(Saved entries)
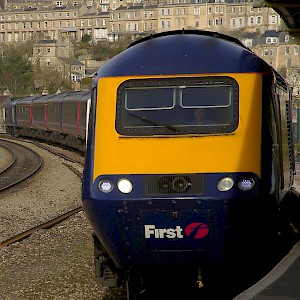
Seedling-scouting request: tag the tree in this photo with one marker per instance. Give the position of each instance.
(16, 72)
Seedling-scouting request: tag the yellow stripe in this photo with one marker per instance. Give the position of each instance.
(236, 152)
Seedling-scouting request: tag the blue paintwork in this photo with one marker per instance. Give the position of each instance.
(183, 54)
(118, 220)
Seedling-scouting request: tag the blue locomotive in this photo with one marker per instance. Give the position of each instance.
(169, 196)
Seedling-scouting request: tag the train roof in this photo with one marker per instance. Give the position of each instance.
(78, 96)
(26, 100)
(184, 52)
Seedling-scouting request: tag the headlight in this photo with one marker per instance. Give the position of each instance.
(246, 184)
(124, 186)
(225, 184)
(105, 186)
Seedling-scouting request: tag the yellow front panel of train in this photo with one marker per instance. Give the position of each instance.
(238, 151)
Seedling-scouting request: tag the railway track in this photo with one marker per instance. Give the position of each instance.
(24, 163)
(11, 174)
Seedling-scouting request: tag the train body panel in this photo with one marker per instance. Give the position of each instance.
(160, 189)
(47, 117)
(180, 154)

Your objective: Your task is to copy exactly, and only, the lines from the line with "Seedling-scouting request: tag the yellow front" through the last line of the entries, both included.

Solution to the problem:
Seedling-scouting request: tag the yellow front panel of train in this photo with one marker per instance. Give the position of each instance.
(238, 151)
Seedling-scouting request: tag the railway track in this photo with one marker per instance. Give the position of each instance.
(24, 163)
(11, 174)
Seedling-scouting request: tag the train body panel in this photo with one marker per instance. Give the position of each instance.
(160, 189)
(47, 117)
(180, 154)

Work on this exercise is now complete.